### Excerpt to read:
------------
Sunday. 22.12.2024

China-owned Volvo Cars reported a net loss for the first half-year period and said car sales plunged by one fifth in the period that was impacted by the coronavirus pandemic.

The net loss was 1.1 billion kronor (123 million dollars), compared to a net profit of 3.4 billion kronor a year ago, the company said on Tuesday.

Revenue fell by 14% year-on-year to 111 billion kronor.

The company said it sold 269,962 cars in the January-June period, compared to the 340,826 cars it sold in the same period last year.

The carmaker however expected sales to rebound and had gained market shares in China, the United States and Europe.

"We expect to see a strong recovery in the second half of the year," chief executive Hakan Samuelsson said in a statement.

Demand was expected to increase for its plug-in cars.
------------
### Source records:
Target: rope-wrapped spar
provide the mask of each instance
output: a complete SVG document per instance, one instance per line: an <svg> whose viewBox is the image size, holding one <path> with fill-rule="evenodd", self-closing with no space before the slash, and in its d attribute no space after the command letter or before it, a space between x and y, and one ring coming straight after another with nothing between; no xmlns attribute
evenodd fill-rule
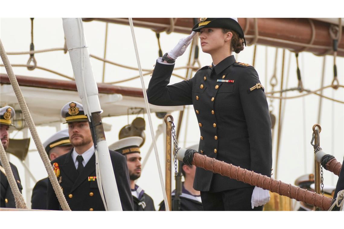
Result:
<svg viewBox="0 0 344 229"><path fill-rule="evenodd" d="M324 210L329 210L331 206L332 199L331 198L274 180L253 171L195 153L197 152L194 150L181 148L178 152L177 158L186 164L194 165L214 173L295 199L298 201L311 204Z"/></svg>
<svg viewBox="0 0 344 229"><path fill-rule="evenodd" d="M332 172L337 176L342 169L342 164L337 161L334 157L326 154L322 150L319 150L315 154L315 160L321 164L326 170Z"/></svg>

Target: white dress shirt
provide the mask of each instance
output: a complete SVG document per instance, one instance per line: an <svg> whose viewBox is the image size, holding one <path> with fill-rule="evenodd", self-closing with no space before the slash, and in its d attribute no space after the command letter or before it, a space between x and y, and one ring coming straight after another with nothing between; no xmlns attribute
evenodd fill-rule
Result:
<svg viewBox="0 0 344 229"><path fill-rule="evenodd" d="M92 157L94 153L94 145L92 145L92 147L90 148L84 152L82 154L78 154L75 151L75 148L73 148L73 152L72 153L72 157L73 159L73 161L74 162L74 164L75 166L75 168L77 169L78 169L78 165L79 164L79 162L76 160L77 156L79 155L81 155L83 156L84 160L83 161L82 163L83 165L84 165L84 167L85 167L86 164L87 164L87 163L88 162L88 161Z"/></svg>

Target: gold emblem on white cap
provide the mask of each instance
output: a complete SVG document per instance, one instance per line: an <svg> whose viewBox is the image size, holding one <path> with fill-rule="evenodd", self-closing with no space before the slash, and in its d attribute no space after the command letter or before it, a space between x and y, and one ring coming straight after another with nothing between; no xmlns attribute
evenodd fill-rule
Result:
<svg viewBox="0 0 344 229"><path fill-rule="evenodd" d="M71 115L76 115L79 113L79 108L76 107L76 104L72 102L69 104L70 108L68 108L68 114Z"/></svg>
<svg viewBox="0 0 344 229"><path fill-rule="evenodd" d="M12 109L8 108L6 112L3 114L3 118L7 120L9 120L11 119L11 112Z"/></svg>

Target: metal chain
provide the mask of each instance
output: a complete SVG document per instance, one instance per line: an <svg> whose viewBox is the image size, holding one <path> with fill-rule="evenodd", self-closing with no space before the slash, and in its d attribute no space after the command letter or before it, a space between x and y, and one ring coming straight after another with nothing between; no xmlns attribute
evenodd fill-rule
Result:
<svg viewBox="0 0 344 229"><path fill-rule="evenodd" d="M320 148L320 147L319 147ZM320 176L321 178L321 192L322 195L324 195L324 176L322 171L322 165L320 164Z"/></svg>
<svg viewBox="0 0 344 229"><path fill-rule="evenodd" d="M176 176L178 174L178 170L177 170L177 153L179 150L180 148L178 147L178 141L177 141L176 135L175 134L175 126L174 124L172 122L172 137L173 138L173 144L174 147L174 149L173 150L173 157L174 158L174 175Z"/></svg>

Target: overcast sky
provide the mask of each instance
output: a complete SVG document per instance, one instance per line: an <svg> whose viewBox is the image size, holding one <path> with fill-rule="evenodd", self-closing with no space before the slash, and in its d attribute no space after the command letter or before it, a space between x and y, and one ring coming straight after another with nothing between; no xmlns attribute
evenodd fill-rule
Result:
------------
### Problems and tasks:
A - Please restate the Volvo Cars report between "China-owned Volvo Cars reported a" and "in a statement.", inclusive, changing "carmaker" to "automaker".
B - According to the Volvo Cars report, how many cars did the company sell in the January-June period?
C - Resume the Volvo Cars report after its final sentence.

### Results for the exercise:
A -
China-owned Volvo Cars reported a net loss for the first half-year period and said car sales plunged by one fifth in the period that was impacted by the coronavirus pandemic.

The net loss was 1.1 billion kronor (123 million dollars), compared to a net profit of 3.4 billion kronor a year ago, the company said on Tuesday.

Revenue fell by 14% year-on-year to 111 billion kronor.

The company said it sold 269,962 cars in the January-June period, compared to the 340,826 cars it sold in the same period last year.

The automaker however expected sales to rebound and had gained market shares in China, the United States and Europe.

"We expect to see a strong recovery in the second half of the year," chief executive Hakan Samuelsson said in a statement.

B - 269,962 cars.

C -
The largest markets

In China, the world's largest car market, it sold about 65,700 cars during the six-month period, down by 3% compared to 2019 amid higher demand at the end of the period.

In the US, Volvo's second largest market, sales dropped by over 13% year-on-year to about 43,200 cars.

The company also reported a fall in sales in Europe.

During the pandemic, Volvo Cars has temporarily closed manufacturing plants and introduced reductions in working hours with the support of government programmes.

China-based Zhejiang Geely Holding Group took over ownership of the Swedish carmaker in 2010 from US automotive giant Ford.